## Begin DATA LINES

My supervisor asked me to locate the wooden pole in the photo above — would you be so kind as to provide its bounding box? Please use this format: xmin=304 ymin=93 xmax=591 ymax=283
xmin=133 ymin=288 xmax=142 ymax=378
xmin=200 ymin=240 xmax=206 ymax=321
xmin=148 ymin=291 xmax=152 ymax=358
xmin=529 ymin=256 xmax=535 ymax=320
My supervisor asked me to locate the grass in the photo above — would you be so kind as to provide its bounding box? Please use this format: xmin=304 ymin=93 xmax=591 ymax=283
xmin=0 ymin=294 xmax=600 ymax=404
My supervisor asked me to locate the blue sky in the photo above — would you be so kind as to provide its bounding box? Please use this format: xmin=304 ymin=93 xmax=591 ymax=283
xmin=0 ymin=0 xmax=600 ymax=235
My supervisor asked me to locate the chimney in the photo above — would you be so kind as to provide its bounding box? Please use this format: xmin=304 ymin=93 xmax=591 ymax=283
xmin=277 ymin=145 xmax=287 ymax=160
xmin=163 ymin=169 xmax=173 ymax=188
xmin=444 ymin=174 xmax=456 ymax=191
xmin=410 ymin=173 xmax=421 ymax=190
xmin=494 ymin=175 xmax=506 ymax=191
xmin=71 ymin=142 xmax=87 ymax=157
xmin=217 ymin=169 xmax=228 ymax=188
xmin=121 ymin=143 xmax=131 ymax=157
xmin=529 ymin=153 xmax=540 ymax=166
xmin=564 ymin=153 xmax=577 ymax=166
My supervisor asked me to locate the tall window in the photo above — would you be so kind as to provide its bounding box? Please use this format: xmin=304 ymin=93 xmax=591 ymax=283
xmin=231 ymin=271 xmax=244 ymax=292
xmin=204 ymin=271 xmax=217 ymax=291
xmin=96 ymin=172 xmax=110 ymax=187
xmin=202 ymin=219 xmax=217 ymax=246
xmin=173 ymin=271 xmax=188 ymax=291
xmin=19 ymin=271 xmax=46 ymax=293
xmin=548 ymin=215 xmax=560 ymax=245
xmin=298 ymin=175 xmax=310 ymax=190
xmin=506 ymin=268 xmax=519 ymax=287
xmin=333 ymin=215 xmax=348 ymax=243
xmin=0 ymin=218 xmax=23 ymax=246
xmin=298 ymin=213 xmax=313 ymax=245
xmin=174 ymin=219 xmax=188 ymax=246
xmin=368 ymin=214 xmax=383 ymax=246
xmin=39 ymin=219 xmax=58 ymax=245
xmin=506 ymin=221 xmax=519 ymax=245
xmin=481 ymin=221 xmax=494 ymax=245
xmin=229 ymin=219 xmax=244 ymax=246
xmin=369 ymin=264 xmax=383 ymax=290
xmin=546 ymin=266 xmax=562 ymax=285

## End DATA LINES

**YOUR TASK:**
Can you output all of the records above as a numbered list, leaving out any blank lines?

**EXERCISE RESULT:**
1. My supervisor asked me to locate the wooden pole in the photo above — would you be so kind as to provide its bounding box? Please use this format: xmin=304 ymin=93 xmax=591 ymax=283
2. xmin=133 ymin=288 xmax=142 ymax=378
3. xmin=200 ymin=240 xmax=206 ymax=321
4. xmin=148 ymin=291 xmax=152 ymax=358
5. xmin=529 ymin=256 xmax=535 ymax=320
6. My supervisor asked me to locate the grass in the photo above — would you be so kind as to provide its bounding box? Please use this format: xmin=304 ymin=93 xmax=591 ymax=283
7. xmin=0 ymin=294 xmax=600 ymax=404
8. My supervisor asked me to locate the blue sky in the photo above — would you be so kind as to provide its bounding box? Please use this format: xmin=304 ymin=93 xmax=591 ymax=283
9. xmin=0 ymin=0 xmax=600 ymax=235
10. My supervisor asked me to locate the chimney in the photo above — would you be so kind as to provide its bounding box? Please use this format: xmin=304 ymin=93 xmax=591 ymax=283
11. xmin=277 ymin=145 xmax=287 ymax=160
12. xmin=163 ymin=169 xmax=173 ymax=188
13. xmin=444 ymin=174 xmax=456 ymax=191
14. xmin=410 ymin=173 xmax=421 ymax=190
15. xmin=494 ymin=175 xmax=506 ymax=191
16. xmin=71 ymin=142 xmax=87 ymax=157
17. xmin=217 ymin=169 xmax=228 ymax=188
18. xmin=121 ymin=143 xmax=131 ymax=157
19. xmin=529 ymin=153 xmax=540 ymax=166
20. xmin=564 ymin=153 xmax=577 ymax=166
21. My supervisor asked me to locate the tall window in the photo above — would you be so kind as to provide its bounding box? Please use this format: xmin=304 ymin=93 xmax=591 ymax=283
22. xmin=231 ymin=271 xmax=244 ymax=292
23. xmin=204 ymin=271 xmax=217 ymax=291
24. xmin=96 ymin=172 xmax=110 ymax=187
25. xmin=202 ymin=219 xmax=217 ymax=246
26. xmin=173 ymin=271 xmax=188 ymax=291
27. xmin=19 ymin=271 xmax=46 ymax=293
28. xmin=548 ymin=215 xmax=560 ymax=245
29. xmin=298 ymin=175 xmax=310 ymax=190
30. xmin=506 ymin=268 xmax=519 ymax=287
31. xmin=333 ymin=215 xmax=348 ymax=243
32. xmin=0 ymin=218 xmax=23 ymax=246
33. xmin=298 ymin=213 xmax=313 ymax=245
34. xmin=174 ymin=219 xmax=188 ymax=246
35. xmin=368 ymin=214 xmax=383 ymax=246
36. xmin=39 ymin=219 xmax=58 ymax=245
37. xmin=506 ymin=221 xmax=519 ymax=245
38. xmin=481 ymin=221 xmax=494 ymax=245
39. xmin=229 ymin=219 xmax=244 ymax=246
40. xmin=369 ymin=264 xmax=383 ymax=290
41. xmin=546 ymin=266 xmax=562 ymax=285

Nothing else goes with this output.